Source document →
───
# World's Best Ag Schools



## Vol

According to QS....

Regards, Mike

http://www.agweb.com/article/the-worlds-best-ag-schools-ranked-NAA-ben-potter/


----------



## Trillium Farm

I did a search for canadian univ and couldn't find one! Did they miss this little area of the world?


----------



## discbinedr

I vote for Back Forty University and Farm Shop College.


----------



## IHCman

I'd have thought Texas would have been up in the top ten. I also kinda thought NDSU or SDSU would be in there somewhere. For some reason Berkley surprises me. I guess I never knew they had an ag program.


----------



## panhandle9400

Piss on berkely , sorry but 1 of the most liberal schools around . Go Oklahoma state cowboys ..........................


----------



## hayray

well my alma matar didn't make it but at least a couple Big Ten schools did.


----------



## deadmoose

hayray said:


> well my alma matar didn't make it but at least a couple Big Ten schools did.


I thought it was a given that all unlisted big 10 schools were just too good for the list they made the playing field unfair?  Just kidding.


----------



## FarmerCline

discbinedr said:


> I vote for Back Forty University and Farm Shop College.


 That's where I'm going! Nothing like learning from real experiences.....can be a costly school to attend at times though.


----------



## deadmoose

I know what you mean Cline. I am currently enrolled as well. My ed @ the U was non ag centered.


----------



## haybaler101

Boiler Up! #5 on the list and class of '95 with three future ag majors on the way.


----------



## cornshucker

panhandle9400 said:


> Piss on berkely , sorry but 1 of the most liberal schools around . Go Oklahoma state cowboys ..........................


Same here I would have thought that if Berkley had an Ag program it would be some kind of organic or vegetarian farming or don't cut any trees forestry program totally blows what little mind I got left.


----------



## deadmoose

Maybe they teach all things cannibus?
───
Rows →

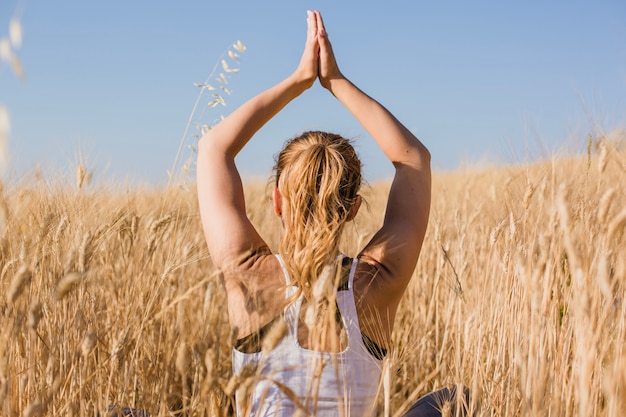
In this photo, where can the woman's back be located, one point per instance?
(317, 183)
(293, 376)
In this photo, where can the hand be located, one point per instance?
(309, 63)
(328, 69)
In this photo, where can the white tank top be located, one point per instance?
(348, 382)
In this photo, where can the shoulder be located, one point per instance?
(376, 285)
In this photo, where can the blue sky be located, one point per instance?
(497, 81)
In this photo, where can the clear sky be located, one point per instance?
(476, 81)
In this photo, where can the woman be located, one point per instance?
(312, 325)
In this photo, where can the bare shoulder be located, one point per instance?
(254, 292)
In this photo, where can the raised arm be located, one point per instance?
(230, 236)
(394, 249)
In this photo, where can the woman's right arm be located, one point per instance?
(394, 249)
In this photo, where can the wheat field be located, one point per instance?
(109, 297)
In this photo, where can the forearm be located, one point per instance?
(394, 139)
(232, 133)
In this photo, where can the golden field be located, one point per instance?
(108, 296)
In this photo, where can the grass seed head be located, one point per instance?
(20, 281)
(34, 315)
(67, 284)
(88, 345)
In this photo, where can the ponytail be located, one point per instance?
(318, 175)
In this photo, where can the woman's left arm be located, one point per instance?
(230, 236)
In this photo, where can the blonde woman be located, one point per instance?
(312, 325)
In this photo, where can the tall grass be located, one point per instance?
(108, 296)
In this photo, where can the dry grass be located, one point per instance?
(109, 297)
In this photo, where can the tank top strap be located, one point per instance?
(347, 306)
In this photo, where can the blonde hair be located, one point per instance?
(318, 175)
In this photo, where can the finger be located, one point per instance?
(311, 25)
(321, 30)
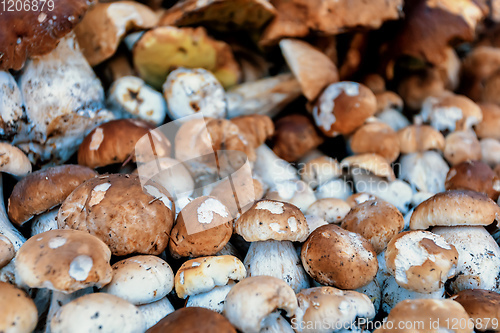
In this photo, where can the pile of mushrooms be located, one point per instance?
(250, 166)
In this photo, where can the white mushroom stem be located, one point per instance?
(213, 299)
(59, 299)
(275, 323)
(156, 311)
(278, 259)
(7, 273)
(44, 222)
───
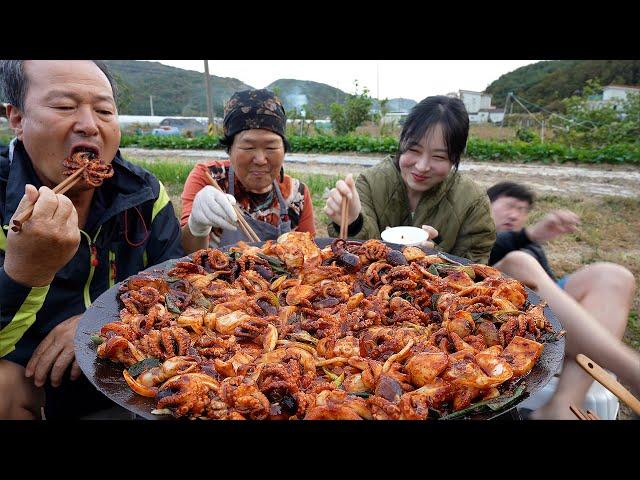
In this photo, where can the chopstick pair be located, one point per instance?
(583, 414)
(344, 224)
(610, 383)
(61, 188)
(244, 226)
───
Problem to solve → In the forum thread on the world's best ag schools, what position on the list does haybaler101 say their school holds?

Final result → Number 5.